> WHAT YOU WILL DO: Print the records below once again, exactly as they were given.

> DATASET:
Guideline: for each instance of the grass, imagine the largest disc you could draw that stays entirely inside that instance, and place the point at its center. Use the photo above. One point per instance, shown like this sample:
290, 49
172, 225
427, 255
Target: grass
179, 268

> EXERCISE RESPONSE:
Guideline: for each instance of the grass, imagine the largest disc you could draw that stays entirely inside that instance, and place the point at its center. Use the photo above. One point per instance, shown like this sample:
290, 49
172, 225
427, 255
Target: grass
179, 268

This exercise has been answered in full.